Reproduce the full listing below unchanged, apart from the pictures.

- Task inputs:
□ □ □ □ □ □ □
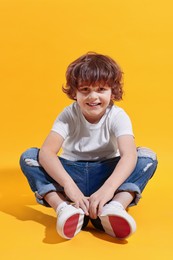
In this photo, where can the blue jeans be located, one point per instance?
(89, 176)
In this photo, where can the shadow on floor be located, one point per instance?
(16, 200)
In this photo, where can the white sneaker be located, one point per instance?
(117, 222)
(69, 221)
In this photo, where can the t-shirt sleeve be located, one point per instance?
(121, 125)
(62, 123)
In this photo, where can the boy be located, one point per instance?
(100, 172)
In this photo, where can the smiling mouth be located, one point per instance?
(93, 104)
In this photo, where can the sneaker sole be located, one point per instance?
(73, 225)
(116, 226)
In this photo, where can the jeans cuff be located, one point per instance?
(44, 190)
(131, 187)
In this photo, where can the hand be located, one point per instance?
(98, 199)
(75, 195)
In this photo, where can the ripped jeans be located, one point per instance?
(88, 176)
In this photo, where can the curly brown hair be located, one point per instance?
(93, 69)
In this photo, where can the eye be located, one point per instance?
(102, 89)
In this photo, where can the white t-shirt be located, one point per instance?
(91, 142)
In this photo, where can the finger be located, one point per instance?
(84, 207)
(93, 210)
(100, 209)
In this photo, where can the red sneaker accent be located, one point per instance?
(71, 225)
(119, 226)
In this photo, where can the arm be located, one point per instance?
(52, 165)
(122, 171)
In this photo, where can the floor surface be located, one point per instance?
(28, 229)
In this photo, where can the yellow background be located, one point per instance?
(39, 38)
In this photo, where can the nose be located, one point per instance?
(92, 95)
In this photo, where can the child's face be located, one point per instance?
(93, 101)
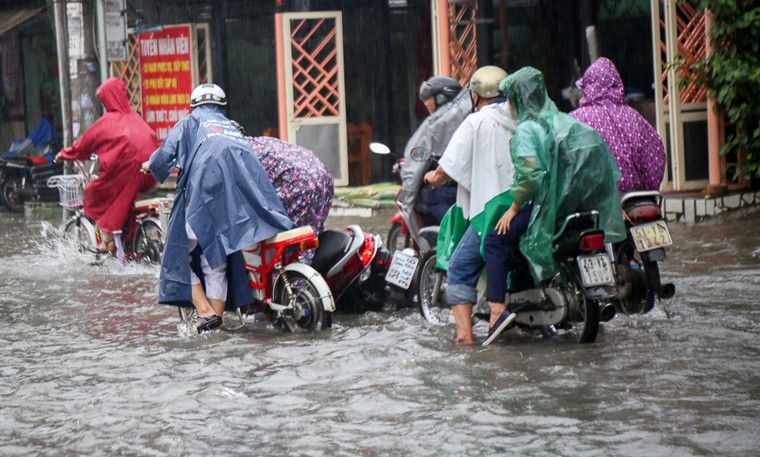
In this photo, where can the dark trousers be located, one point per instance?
(499, 250)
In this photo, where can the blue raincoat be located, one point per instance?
(225, 195)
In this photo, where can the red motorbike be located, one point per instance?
(354, 264)
(637, 257)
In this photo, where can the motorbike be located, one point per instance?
(636, 258)
(408, 238)
(408, 229)
(25, 168)
(285, 291)
(575, 300)
(354, 264)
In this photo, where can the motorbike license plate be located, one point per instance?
(596, 270)
(401, 271)
(651, 236)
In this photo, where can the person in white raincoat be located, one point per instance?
(477, 159)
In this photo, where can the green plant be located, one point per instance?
(732, 75)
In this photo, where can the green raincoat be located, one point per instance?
(562, 165)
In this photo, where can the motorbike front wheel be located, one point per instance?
(296, 289)
(430, 283)
(640, 276)
(147, 243)
(80, 230)
(12, 195)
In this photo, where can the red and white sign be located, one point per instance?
(167, 80)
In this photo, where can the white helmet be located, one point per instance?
(485, 81)
(208, 93)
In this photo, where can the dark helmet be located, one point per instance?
(442, 88)
(208, 93)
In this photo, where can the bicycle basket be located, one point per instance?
(70, 190)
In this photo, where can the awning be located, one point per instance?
(10, 19)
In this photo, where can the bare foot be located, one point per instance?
(464, 340)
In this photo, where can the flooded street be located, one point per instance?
(91, 365)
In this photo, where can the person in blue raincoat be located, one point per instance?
(224, 202)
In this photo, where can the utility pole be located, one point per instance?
(83, 65)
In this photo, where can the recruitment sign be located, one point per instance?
(166, 67)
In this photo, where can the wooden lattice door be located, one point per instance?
(312, 57)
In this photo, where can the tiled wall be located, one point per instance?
(692, 209)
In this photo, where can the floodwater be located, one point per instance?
(91, 365)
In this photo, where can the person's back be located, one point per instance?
(633, 142)
(122, 140)
(561, 165)
(303, 183)
(449, 105)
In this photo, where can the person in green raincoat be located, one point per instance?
(561, 166)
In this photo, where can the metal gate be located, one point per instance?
(129, 70)
(311, 85)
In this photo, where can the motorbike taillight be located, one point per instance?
(368, 250)
(592, 242)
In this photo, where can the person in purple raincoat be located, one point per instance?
(633, 142)
(303, 183)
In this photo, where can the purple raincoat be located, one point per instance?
(633, 142)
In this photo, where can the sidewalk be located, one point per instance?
(684, 207)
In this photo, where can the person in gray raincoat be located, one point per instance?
(450, 105)
(224, 202)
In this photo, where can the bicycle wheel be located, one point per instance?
(81, 231)
(297, 290)
(430, 283)
(147, 243)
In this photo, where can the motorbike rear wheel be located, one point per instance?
(303, 294)
(640, 275)
(11, 192)
(147, 243)
(430, 283)
(81, 230)
(397, 240)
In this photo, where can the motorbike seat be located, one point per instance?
(332, 246)
(290, 234)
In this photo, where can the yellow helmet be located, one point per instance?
(485, 81)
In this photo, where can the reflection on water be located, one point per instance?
(92, 366)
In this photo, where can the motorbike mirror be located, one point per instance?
(419, 154)
(379, 148)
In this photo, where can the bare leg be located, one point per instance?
(107, 243)
(217, 305)
(496, 310)
(463, 323)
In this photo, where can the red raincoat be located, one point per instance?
(123, 141)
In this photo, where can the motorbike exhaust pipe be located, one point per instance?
(667, 290)
(607, 312)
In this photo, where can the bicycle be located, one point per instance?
(144, 232)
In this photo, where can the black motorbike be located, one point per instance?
(354, 264)
(575, 300)
(637, 257)
(23, 179)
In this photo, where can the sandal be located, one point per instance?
(204, 324)
(107, 247)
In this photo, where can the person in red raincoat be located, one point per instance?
(123, 141)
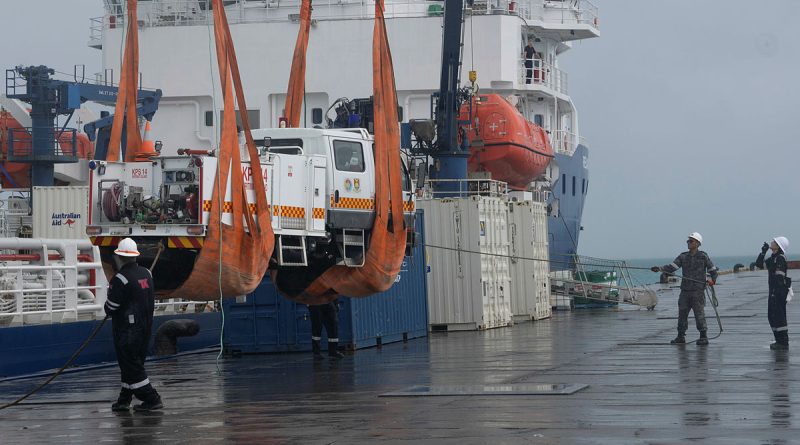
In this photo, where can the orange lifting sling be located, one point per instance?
(232, 261)
(297, 75)
(126, 99)
(387, 247)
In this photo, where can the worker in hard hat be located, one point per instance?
(779, 288)
(696, 264)
(130, 305)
□ □ □ □ □ □ □
- Solution to this problem:
In this photo, where can the blue jeans be located, one point per instance?
(89, 176)
In this photo, where can the shadow on floor be located, one point per instance?
(16, 200)
In this photo, where can the white sneaker be located, one point per instance?
(117, 222)
(69, 221)
In this photo, where can the t-shirt sleeve be located, one point per instance?
(121, 125)
(62, 123)
In this photo, where can the boy be located, one point per instance?
(100, 172)
In this photo, where can the smiling mouth be located, one point per instance?
(93, 104)
In this photo, where can the sneaker sole be located, one point per instance?
(73, 225)
(116, 226)
In this photo, where can the jeans cuff be located, one point per instance?
(44, 190)
(131, 187)
In this photo, where can the hand be located, one point per instance?
(98, 199)
(75, 195)
In this photo, where can the ripped jeans be located, one point per instance?
(88, 176)
In this photo, where can the curly brown hair be located, one point per instance?
(93, 69)
In this photo, where can the eye be located, one point per instance?
(102, 89)
In this photo, where can the white t-shirt be located, one point per instance?
(91, 142)
In this photo, where can the finger be located, one point per instance?
(84, 207)
(93, 210)
(100, 209)
In this photo, where can the red sneaker accent be located, one point per instance?
(71, 225)
(119, 226)
In this photo, where can the arm be located, one point per instance?
(52, 165)
(122, 171)
In this photo, where can the floor surface be located, one point per instance?
(28, 229)
In this photo, where can the yellow background be located, one point per instance?
(39, 38)
In this photo, where can the nose be located, one point per instance?
(92, 95)
In this photo, where can the child's face be located, one point per instance?
(93, 101)
In this photo, where can the dark trousers be located, one point per instance?
(499, 250)
In this photo, where can the blue raincoat be located, one point per instance?
(225, 195)
In this photo, where can the red motorbike be located, one point per instance?
(354, 264)
(637, 257)
In this photo, where can the motorbike be located, one point per instance?
(636, 258)
(408, 238)
(408, 229)
(25, 168)
(285, 291)
(575, 300)
(354, 264)
In this photo, where can the motorbike license plate be located, one point per instance?
(596, 270)
(401, 271)
(651, 236)
In this photo, where can the person in white raincoat be located, one point per instance?
(477, 159)
In this photo, where can the green plant be located, one point per instance?
(732, 75)
In this photo, where can the green raincoat be located, one point per instance?
(562, 165)
In this photo, where can the motorbike front wheel be located, one point per instance?
(296, 289)
(430, 283)
(640, 276)
(147, 243)
(80, 230)
(12, 195)
In this photo, where can the red and white sign be located, one point per instance?
(167, 80)
In this photo, where can the white helmet be located, one point per instance?
(485, 81)
(208, 93)
In this photo, where can the dark helmet be located, one point per instance?
(442, 88)
(208, 93)
In this photo, where can the bicycle basket be located, one point per instance?
(70, 190)
In this photo, where can the awning be located, one point per instance?
(10, 19)
In this photo, where can the bare foot be located, one point per instance?
(464, 340)
In this photo, where can the flooded street be located, one point per instance?
(91, 365)
In this photo, where can the person in blue raincoat be located, one point per instance?
(224, 202)
In this photo, where can the utility pole be located, one point per instance?
(83, 65)
In this photo, where can the recruitment sign be located, one point per instance?
(166, 67)
In this photo, where can the wooden lattice door be located, one point per instance?
(312, 57)
In this photo, where can the tiled wall be located, one point per instance?
(692, 209)
In this photo, where can the floodwater be located, one point per instance?
(91, 365)
In this photo, where can the person's back be located, one point per instance?
(633, 142)
(122, 140)
(561, 165)
(303, 183)
(449, 105)
In this photo, where can the person in green raincoat be located, one point per instance?
(561, 166)
In this photo, where can the metal gate be located, one point per instance?
(129, 70)
(311, 85)
In this photo, where can the motorbike taillight be located, one point per instance?
(368, 250)
(592, 242)
In this photo, where can the person in purple raincoat be located, one point per instance?
(633, 142)
(303, 183)
In this photo, where can the purple raincoat be located, one point per instance?
(633, 142)
In this photo, where can the sidewalk be located, one point per instance?
(684, 207)
In this photo, where can the person in gray raincoat be located, one point per instance?
(450, 105)
(224, 202)
In this photo, where can the bicycle wheel be located, one point per instance?
(81, 231)
(297, 290)
(430, 283)
(147, 243)
In this photo, where can the motorbike rear wheel be located, one point per instance?
(303, 294)
(640, 275)
(11, 192)
(147, 243)
(430, 283)
(81, 230)
(397, 240)
In this photo, where can the motorbike seat be located, one point per instance?
(332, 246)
(290, 234)
In this photo, where can the yellow helmet be located, one point per instance?
(485, 81)
In this photo, where can the reflection on water be located, one point per instance?
(92, 366)
In this photo, where can the motorbike mirror be located, one point per instance?
(419, 154)
(379, 148)
In this photo, where can the bare leg be located, one point per instance?
(107, 243)
(217, 305)
(496, 310)
(463, 323)
In this photo, where can the red raincoat be located, one point per instance?
(123, 141)
In this photo, where can the motorbike exhaust pipe be located, one point per instance?
(667, 290)
(607, 312)
In this photo, where can the bicycle be located, one point per instance?
(144, 232)
In this photo, where can the black motorbike be located, one point per instance?
(354, 264)
(575, 300)
(637, 257)
(23, 179)
In this photo, where can the sandal be located, one point per instance?
(204, 324)
(107, 247)
In this photo, where can the person in red raincoat be located, one point per instance?
(123, 141)
In this photo, where can the orange lifting sling be located, one point per instance?
(232, 261)
(297, 75)
(126, 99)
(387, 247)
In this photo, where can the worker in hard hat be located, one point per instance?
(779, 288)
(696, 264)
(130, 305)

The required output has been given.